While we expect to add new and faster-growing revenue streams over time, we must also continue to drive our core business. We plan to do this by optimizing our omnichannel model via deeper integration, greater visibility, and more meaningful engagement with guests to improve lifetime value. Our physical experience locations remain critical in building the strength of the Build-A-Bear Workshop, Inc. brand with our core kids consumer. At the same time, our e-commerce business remains our single largest store, serving as a key information destination and a highly complementary channel that extends our reach beyond the core by over-indexing with teen and adult gifting and collectible consumers. Pillar two is location expansion. We expect to continue growing our experiential location footprint across all three business models—corporately operated, partner-operated, and franchise—with a particular focus on international growth through our asset-light partner-operated approach.

We expect to continue opening across global locations in a broad range of formats, from smaller shop-in-shops to larger tourist destination locations, including ICON Park. Pillar three is wholesale and outbound licensing. We are enhancing our capabilities from systems, to sourcing, to replenishment to be able to seamlessly sell branded pre-stuffed products based on a variety of form factors to traditional wholesale customers beyond our Workshops. This effort is not only designed to drive incremental revenue, but also to extend the brand presence to tens of thousands of new points of sale. We also intend to leverage our nearly thirty years of multigenerational brand equity to access substantial white space and enter adjacent non-plush categories through outbound licensing relationships, again to bring Build-A-Bear Workshop, Inc.

branded items to more places. Importantly, we view this additional space as complementary to our Workshops, with the intention of ultimately serving as a mechanism for awareness and trial, driving more traffic to our stores for the full Build-A-Bear Workshop, Inc. experience. Pillar four is gifting and personalization, and is designed to gain more share of those growing multibillion-dollar markets. Build-A-Bear Workshop, Inc. is a beloved gift that creates memories for both the gift giver and recipient across multiple age groups and occasions. With over a third of our revenue currently driven by birthdays, we have already proven that the brand is associated with gifting occasions, but believe there is a robust opportunity to expand into gifts for more of life’s special moments, ranging from baby showers to retirement parties, with our powerful brand and personalization options serving as an important competitive point of difference.

As noted, these four pillars will be supported by four platform areas focusing on brand, content, digital, and talent. I am very proud of this organization and the contributions I have been able to make in support of the success of this iconic business across multiple areas of the company. I look forward to continuing to create long-term shareholder value as we execute on these strategic pillars. Sharon?

DATASET ENTRIES
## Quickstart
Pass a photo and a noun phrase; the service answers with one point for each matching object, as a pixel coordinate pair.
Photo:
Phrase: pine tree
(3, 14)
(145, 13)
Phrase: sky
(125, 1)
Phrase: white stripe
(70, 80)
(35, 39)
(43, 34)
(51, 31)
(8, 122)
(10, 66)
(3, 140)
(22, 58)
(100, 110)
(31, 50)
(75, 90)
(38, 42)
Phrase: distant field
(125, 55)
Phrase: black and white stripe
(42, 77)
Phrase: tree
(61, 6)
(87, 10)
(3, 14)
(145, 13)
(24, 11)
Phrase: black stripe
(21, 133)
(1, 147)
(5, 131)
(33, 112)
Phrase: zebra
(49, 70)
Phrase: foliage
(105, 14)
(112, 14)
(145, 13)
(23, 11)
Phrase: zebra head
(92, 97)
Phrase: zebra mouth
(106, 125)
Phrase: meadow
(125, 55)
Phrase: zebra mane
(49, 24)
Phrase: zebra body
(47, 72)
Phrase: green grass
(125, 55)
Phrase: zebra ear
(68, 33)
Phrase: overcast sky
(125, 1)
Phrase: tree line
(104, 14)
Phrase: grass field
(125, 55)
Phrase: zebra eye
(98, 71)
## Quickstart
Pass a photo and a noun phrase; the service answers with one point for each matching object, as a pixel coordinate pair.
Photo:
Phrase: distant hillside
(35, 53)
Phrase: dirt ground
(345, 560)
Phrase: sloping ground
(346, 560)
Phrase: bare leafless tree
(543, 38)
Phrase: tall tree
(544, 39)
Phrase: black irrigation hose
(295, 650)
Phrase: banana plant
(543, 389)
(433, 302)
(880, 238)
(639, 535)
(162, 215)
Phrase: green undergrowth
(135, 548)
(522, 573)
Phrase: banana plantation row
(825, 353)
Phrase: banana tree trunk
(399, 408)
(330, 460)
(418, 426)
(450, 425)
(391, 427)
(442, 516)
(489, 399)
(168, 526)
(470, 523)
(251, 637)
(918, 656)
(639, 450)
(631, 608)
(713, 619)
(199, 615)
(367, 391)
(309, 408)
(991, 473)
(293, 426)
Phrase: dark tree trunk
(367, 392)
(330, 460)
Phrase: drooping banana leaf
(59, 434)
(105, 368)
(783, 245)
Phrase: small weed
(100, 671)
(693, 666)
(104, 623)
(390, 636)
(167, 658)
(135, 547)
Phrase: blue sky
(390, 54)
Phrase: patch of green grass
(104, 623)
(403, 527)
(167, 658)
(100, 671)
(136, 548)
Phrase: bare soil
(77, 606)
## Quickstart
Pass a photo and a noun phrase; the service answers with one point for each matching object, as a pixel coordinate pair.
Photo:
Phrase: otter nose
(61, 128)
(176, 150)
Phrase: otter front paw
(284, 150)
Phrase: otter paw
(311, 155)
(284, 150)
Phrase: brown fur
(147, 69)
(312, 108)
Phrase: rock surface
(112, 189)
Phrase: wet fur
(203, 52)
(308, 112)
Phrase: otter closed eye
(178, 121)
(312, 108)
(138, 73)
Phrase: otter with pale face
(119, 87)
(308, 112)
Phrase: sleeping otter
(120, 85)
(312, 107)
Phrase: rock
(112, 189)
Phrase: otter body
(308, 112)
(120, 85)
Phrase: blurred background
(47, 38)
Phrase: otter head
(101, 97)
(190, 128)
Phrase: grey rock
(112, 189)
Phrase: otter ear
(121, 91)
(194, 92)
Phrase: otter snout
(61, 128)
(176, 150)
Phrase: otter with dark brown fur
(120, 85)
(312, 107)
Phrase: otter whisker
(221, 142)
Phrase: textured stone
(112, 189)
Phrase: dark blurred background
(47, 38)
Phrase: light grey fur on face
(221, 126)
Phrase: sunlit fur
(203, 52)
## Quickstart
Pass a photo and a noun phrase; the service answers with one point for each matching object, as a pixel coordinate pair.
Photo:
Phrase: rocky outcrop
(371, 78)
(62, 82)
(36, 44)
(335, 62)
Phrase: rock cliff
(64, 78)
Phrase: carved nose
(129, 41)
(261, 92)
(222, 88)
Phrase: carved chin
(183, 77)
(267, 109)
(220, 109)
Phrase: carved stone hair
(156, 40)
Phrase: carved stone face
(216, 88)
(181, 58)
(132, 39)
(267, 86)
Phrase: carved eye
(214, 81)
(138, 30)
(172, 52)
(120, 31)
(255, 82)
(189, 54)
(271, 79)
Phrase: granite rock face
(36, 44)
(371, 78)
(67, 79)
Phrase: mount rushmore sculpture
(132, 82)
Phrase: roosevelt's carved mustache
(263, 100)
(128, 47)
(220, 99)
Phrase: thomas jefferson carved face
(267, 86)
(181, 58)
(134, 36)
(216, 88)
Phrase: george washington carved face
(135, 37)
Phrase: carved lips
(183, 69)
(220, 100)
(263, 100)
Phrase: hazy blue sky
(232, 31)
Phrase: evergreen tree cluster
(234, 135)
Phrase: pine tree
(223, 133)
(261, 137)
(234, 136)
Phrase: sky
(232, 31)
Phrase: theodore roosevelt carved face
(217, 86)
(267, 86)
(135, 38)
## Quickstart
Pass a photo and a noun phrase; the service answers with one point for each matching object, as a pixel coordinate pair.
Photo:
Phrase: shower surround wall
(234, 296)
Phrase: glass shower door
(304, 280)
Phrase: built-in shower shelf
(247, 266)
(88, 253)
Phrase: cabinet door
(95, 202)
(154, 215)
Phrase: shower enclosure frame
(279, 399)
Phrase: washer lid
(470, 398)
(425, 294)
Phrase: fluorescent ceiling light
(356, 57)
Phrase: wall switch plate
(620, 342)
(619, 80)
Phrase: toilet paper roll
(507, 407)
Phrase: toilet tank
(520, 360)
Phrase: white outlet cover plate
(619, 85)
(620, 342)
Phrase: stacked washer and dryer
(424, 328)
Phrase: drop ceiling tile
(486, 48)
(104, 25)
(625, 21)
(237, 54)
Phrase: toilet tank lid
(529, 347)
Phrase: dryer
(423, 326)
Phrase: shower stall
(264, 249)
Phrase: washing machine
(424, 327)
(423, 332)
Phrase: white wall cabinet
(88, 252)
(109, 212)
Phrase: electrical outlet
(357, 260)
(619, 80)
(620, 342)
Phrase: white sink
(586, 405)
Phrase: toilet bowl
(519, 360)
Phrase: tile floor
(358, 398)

WHAT TO WORK ON
[1] Retype the Build-A-Bear remarks from "We expect to continue opening" to "bring Build-A-Bear Workshop, Inc.".
[2] List the four platform areas that the Build-A-Bear remarks say will support the strategic pillars.

SOLUTIONS TO EACH TASK
[1]
We expect to continue opening across global locations in a broad range of formats, from smaller shop-in-shops to larger tourist destination locations, including ICON Park. Pillar three is wholesale and outbound licensing. We are enhancing our capabilities from systems, to sourcing, to replenishment to be able to seamlessly sell branded pre-stuffed products based on a variety of form factors to traditional wholesale customers beyond our Workshops. This effort is not only designed to drive incremental revenue, but also to extend the brand presence to tens of thousands of new points of sale. We also intend to leverage our nearly thirty years of multigenerational brand equity to access substantial white space and enter adjacent non-plush categories through outbound licensing relationships, again to bring Build-A-Bear Workshop, Inc.

[2] Brand, content, digital, and talent.